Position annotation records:
----------

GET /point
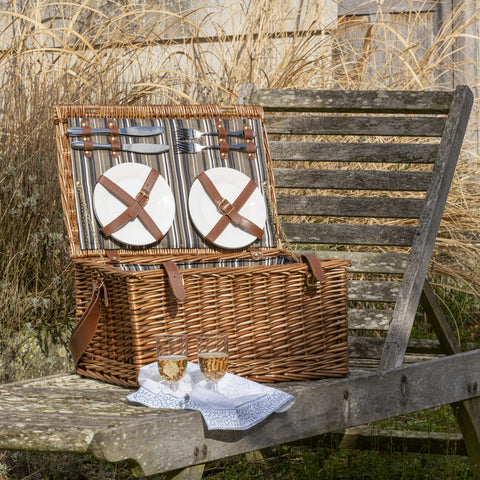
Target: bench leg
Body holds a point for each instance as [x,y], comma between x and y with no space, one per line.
[467,412]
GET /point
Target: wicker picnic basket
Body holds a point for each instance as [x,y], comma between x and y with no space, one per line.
[285,314]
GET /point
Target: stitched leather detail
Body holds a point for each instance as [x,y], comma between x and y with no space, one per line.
[134,206]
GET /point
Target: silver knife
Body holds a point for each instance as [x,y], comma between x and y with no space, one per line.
[142,148]
[127,131]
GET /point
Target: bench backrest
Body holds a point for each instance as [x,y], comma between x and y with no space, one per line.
[365,175]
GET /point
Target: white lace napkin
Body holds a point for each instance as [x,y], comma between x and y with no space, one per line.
[239,404]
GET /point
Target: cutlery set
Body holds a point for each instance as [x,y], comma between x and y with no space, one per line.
[184,140]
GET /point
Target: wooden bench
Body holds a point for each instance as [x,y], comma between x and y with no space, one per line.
[384,214]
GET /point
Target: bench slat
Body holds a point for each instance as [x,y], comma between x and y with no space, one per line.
[350,206]
[372,291]
[352,179]
[353,152]
[363,125]
[347,101]
[347,234]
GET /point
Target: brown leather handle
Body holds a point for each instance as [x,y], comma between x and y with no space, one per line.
[222,139]
[85,329]
[113,138]
[87,137]
[176,280]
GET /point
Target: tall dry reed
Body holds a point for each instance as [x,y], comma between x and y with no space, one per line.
[128,52]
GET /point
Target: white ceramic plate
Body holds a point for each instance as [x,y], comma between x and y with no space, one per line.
[204,214]
[160,206]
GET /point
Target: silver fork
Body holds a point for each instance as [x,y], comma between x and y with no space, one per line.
[191,147]
[192,134]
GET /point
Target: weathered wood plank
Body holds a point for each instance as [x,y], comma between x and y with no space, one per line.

----------

What the task requires: Reproduce each record above by retyping it exactly; omit all images.

Solved problem:
GET /point
Target: bench leg
Body holds a point for each instance as [x,y], comma between x and y with no space, one per line.
[467,412]
GET /point
Target: wicker picnic basket
Body holds a point for each instance as [x,y], comma between x and y with no space, one per line.
[285,314]
GET /point
Target: stitched leather detail
Body holds a point for each instance as [x,y], comma between x and y with no space, one per line.
[134,206]
GET /point
Target: silver knife
Body holds a point for each instance as [x,y], comma between x and y with no space, one per line.
[142,148]
[127,131]
GET /point
Target: bench backrest
Body holds a point for each instance as [x,y], comma between x and y with no space, one per line.
[365,175]
GET /point
Target: white lace napkin
Body holds a point for each instance as [x,y], comma between x and y with no space, one per line.
[239,404]
GET /point
Target: cutlery set
Body holds a point for each instance as [x,y], comma between x and y with no space, one per line.
[184,140]
GET /point
Target: wooden bench
Body holds a point for each instance as [x,y], comma between x and y with no space, one per line.
[384,214]
GET /point
Target: bench slat
Body holds a point for each instance as [x,y], comma between x and y with no space, one per line.
[350,206]
[372,291]
[352,179]
[353,152]
[363,125]
[347,101]
[347,234]
GET /point
Target: brown leather handle
Body holds a point for each instance as [x,y], comma between x and y with no space, one per line.
[222,139]
[85,329]
[113,138]
[87,137]
[176,280]
GET /point
Target: tall dry reed
Body holds a point for each instance as [x,y], comma between x and y with no space, one per line.
[128,52]
GET /point
Target: white ceramic plate
Body holds a point for each instance as [x,y], comma between x and y with no space, one per line.
[204,214]
[160,206]
GET /point
Target: silver fork
Body holds a point for each instance as [x,y], comma between x and y with no space, one per line.
[191,147]
[192,134]
GET /point
Target: weathered wood plank
Body holds a point for each instance as [x,y], comma between x and y with no space, one per line.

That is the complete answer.